WHAT YOU SHOULD DO: Reproduce every line of the data below verbatim, changing nothing.

(Saved data entries)
▬▬▬▬▬▬▬▬▬▬
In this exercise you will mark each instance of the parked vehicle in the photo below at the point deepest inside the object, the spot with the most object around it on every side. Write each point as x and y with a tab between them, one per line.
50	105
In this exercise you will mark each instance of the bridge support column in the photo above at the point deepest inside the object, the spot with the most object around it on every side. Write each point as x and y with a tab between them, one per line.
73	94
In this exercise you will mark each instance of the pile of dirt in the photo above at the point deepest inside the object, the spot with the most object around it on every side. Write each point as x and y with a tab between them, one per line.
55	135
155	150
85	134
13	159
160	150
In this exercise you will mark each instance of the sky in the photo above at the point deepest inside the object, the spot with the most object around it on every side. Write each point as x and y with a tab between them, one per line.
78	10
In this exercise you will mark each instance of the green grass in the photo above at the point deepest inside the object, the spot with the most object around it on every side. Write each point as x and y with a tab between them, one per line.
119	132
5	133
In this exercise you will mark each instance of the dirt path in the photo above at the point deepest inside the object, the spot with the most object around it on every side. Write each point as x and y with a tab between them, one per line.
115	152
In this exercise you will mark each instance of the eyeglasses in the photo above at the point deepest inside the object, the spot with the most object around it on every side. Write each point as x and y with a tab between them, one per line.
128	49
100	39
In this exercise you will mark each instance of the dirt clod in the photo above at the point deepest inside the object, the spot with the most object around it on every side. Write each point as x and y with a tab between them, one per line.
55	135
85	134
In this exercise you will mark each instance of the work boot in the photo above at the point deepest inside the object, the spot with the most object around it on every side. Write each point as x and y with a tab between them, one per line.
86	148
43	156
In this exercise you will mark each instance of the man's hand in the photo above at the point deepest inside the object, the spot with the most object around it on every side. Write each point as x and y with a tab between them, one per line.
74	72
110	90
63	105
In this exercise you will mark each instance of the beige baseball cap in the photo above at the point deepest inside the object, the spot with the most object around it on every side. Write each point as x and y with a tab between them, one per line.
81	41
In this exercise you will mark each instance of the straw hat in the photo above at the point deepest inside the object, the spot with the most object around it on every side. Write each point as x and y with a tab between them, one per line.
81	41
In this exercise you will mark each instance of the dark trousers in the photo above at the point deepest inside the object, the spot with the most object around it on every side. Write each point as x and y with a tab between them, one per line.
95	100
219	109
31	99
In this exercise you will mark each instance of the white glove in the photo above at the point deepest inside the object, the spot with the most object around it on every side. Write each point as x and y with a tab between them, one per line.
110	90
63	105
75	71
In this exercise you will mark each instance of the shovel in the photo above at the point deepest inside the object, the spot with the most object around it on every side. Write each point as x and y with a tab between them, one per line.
▬▬▬▬▬▬▬▬▬▬
WRITTEN SOLUTION:
In this exercise you will mark each instance of the parked vehicle in the photo below at the point deepest inside the object, the spot with the most object around it on every side. Write each point as x and y with a tab between them, one per line.
50	105
In this exercise you will mark each instance of the bridge support column in the photo above at the point deepest inside the object, the spot with the most object around it on every side. Write each point as x and y with a tab between them, one per line.
73	94
In this exercise you will mark each instance of the pile of dirt in the photo above at the point deepest inside the object, the spot with the most object around it on every side. Write each point as x and y with a tab between them, one per line.
55	135
155	150
85	134
13	159
160	150
In this exercise you will mark each instance of the sky in the photo above at the point deepest inside the object, the spot with the most object around it on every side. Write each point as x and y with a tab between them, one per line.
78	10
In this exercise you will mark each instance of the green grass in the photo above at the point deepest inside the object, the spot with the most object around it on every side. Write each point as x and y with a tab between them, one per line.
119	132
5	133
In this exercise you will mark each instance of the dirt path in the photo above at the point deepest inside the object, the spot with the most object around it on every side. Write each point as x and y with a tab between them, one per line.
115	152
In this exercise you will mark each instance of the eyeglasses in the photo above at the point deepest inside the object, the spot with the most object around it on every side. Write each point as x and y with a tab between them, one per line.
128	49
100	39
In this exercise you will mark each instance of the dirt clod in the photo above at the point deepest inside the object, the spot with the most object around it on every side. Write each point as x and y with a tab between them, one per line.
55	135
85	134
In this exercise you will mark each instance of the work boot in the photo above at the point deepest inside the object, the spot with the most object around it on every side. Write each point as x and y with a tab between them, one per line.
86	148
43	156
In this exercise you will mark each instance of the man's hand in the photo above at the point deepest inside the object, the spot with the most object around it on every side. Write each point as x and y with a tab between them, one per line.
74	72
110	90
63	105
In this exercise you will mark each instance of the beige baseball cap in the photo above at the point deepest inside the object, the spot with the most object around it on every side. Write each point as x and y with a tab between them, one per line.
81	41
In this exercise you will mark each instance of the straw hat in the photo above at the point deepest inside the object, the spot with the most object around it on every side. Write each point as x and y with a tab between them, one per line.
81	41
In this exercise you will mark each instance of the dark trousers in the photo above at the point deepest inside the object, the spot with the most object around it on every side. Write each point as x and y with a tab between them, one per line.
95	100
219	109
31	99
In this exercise you will mark each instance of the white glove in the photo above at the point deepest inside the object, the spot with the most object around it on every side. Write each point as x and y with a tab between them, one per line.
110	90
63	105
75	71
In this exercise you will mark each instance of the shovel in the photo above at the point deepest inside the object, the spot with the most object around it on every side. Write each point as x and y with a tab between them, one per line.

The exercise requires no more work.